• **WHAT YOU WILL DO**: Find the line containing "Annotation task — annotate the burned". Retype it and every line after it through the end of the entries, exactly as written, with nothing added.

• **SUPPLIED RECORDS**:
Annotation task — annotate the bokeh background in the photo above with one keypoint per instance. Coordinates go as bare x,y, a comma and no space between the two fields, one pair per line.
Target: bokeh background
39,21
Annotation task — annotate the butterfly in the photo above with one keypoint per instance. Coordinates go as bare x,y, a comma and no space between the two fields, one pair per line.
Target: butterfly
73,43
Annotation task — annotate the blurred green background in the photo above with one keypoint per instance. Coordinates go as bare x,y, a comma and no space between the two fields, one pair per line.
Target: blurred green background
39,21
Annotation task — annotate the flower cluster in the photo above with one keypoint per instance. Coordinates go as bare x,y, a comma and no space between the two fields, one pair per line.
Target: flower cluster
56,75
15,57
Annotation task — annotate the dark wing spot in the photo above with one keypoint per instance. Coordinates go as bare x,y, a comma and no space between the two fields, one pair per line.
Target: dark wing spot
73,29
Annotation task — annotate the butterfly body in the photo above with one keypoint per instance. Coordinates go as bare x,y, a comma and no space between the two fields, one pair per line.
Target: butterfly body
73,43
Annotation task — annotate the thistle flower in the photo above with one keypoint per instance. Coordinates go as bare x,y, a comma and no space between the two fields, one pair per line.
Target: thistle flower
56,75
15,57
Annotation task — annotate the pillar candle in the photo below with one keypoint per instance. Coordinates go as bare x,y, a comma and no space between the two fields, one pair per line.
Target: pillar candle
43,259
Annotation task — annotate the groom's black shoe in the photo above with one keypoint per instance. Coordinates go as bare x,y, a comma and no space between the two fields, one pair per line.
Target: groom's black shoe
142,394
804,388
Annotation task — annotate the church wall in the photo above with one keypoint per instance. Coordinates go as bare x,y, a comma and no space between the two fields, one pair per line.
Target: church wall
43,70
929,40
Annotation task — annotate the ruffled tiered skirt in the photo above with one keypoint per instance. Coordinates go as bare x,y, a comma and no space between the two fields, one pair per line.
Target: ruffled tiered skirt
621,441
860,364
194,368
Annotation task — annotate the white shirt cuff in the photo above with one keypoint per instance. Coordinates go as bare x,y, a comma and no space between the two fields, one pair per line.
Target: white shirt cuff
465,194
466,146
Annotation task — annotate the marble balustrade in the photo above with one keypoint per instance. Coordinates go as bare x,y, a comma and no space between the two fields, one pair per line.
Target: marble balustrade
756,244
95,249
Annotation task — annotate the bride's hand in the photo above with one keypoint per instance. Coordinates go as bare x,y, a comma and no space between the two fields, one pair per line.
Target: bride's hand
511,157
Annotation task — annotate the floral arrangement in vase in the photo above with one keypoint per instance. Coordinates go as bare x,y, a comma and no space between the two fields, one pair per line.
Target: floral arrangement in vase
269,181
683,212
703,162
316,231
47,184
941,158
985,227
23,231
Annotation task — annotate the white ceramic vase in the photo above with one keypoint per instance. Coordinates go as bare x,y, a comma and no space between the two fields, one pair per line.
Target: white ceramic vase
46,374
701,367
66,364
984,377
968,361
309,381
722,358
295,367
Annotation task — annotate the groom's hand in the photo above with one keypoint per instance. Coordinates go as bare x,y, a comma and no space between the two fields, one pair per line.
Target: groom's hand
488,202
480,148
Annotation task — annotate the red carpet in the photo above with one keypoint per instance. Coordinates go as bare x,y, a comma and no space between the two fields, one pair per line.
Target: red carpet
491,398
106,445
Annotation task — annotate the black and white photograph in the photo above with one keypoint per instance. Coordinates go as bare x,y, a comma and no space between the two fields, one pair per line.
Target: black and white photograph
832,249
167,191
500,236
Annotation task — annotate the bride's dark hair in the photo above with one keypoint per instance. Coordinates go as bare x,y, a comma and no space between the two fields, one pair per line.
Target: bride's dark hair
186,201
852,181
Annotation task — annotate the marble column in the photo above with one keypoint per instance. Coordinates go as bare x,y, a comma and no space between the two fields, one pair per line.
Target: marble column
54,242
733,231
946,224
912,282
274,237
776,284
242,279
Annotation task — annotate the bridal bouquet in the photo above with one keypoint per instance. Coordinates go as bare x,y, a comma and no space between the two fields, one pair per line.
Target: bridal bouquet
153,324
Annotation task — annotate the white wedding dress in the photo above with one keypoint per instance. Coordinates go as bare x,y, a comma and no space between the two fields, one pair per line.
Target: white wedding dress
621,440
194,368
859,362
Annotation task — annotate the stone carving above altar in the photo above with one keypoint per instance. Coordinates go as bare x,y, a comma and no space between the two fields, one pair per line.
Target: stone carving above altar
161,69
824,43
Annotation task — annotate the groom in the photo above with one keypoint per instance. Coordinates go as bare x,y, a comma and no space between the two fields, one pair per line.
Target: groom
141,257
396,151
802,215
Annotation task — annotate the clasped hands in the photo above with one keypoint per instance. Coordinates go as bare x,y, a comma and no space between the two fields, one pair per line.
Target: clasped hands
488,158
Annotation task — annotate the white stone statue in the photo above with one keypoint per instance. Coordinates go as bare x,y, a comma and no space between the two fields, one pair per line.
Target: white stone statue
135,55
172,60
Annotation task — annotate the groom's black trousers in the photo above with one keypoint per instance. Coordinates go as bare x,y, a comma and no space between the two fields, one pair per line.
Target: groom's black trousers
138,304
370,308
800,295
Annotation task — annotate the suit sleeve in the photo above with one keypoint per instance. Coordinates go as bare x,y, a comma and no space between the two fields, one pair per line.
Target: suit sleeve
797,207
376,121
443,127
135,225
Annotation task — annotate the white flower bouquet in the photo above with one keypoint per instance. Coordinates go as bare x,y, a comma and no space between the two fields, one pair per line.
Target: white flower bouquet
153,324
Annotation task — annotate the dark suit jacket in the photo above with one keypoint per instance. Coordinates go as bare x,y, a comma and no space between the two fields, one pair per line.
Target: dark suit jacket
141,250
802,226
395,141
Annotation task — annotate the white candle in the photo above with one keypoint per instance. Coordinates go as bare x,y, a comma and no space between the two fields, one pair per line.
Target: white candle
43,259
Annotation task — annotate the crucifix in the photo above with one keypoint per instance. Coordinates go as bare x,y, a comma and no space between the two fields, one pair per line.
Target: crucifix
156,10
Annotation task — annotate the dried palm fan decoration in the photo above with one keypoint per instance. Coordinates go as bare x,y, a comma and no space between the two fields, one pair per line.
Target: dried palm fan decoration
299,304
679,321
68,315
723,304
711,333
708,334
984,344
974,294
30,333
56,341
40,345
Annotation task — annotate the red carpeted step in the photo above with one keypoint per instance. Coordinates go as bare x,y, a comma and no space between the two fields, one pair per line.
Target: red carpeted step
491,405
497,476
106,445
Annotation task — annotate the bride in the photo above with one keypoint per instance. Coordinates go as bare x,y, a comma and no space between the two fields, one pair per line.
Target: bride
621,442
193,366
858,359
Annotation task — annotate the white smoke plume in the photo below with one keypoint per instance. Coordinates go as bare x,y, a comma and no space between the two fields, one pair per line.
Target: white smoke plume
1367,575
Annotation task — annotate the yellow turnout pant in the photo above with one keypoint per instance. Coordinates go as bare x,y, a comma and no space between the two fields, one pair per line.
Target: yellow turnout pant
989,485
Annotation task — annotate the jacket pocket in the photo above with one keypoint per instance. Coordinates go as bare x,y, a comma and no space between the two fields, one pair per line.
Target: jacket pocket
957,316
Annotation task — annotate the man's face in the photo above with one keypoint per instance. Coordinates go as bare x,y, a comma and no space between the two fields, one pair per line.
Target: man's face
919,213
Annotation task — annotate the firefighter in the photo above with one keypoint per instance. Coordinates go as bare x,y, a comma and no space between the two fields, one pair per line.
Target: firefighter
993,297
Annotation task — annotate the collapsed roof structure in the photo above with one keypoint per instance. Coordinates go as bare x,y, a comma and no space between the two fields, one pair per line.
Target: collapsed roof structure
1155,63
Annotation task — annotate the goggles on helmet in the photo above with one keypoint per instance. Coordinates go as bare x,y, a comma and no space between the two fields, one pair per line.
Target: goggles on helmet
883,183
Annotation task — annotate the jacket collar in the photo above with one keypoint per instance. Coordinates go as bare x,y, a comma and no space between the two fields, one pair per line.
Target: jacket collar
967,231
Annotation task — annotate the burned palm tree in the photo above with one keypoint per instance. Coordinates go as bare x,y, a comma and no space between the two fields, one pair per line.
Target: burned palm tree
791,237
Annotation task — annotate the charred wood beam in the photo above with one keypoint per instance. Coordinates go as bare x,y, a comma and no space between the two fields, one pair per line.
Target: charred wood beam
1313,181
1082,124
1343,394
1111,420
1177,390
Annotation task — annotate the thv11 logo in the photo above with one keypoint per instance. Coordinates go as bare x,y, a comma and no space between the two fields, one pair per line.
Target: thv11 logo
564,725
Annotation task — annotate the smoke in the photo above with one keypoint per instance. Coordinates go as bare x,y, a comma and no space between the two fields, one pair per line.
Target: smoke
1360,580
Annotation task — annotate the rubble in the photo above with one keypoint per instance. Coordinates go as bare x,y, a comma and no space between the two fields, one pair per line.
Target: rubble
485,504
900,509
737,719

• **EXERCISE ANSWER**:
Annotation task — annotate the burned palm tree in the photo above with one keypoint per instance. Coordinates go as bare x,y, a comma and no space between the two fields, one pair per line.
Target: burned palm tree
791,237
Annotation task — annotate the charred wood beam in the photo above with one keypoint per instance. Coordinates go as bare x,y, a comma and no space between the two fields, one pair per line.
Target: charred wood beam
1313,181
1082,124
1343,394
1111,420
1177,390
Annotation task — annotate the thv11 logo in the photo above with one keypoint per instance. Coordinates go as bare x,y, a comma and no space between the two fields, one pair per line.
Target: thv11 logo
564,725
Annotation task — annotate the smoke in the photo above with one keypoint per instance. Coordinates go as bare x,y, a comma and no space between the two fields, one pair per line.
Target: smoke
1360,580
Annotation task — annotate the rubble in the photo above with one keypoint per instance. Coordinates go as bare x,y, a comma and no space between the two fields, one pair per line.
Target: rubble
485,504
900,509
737,719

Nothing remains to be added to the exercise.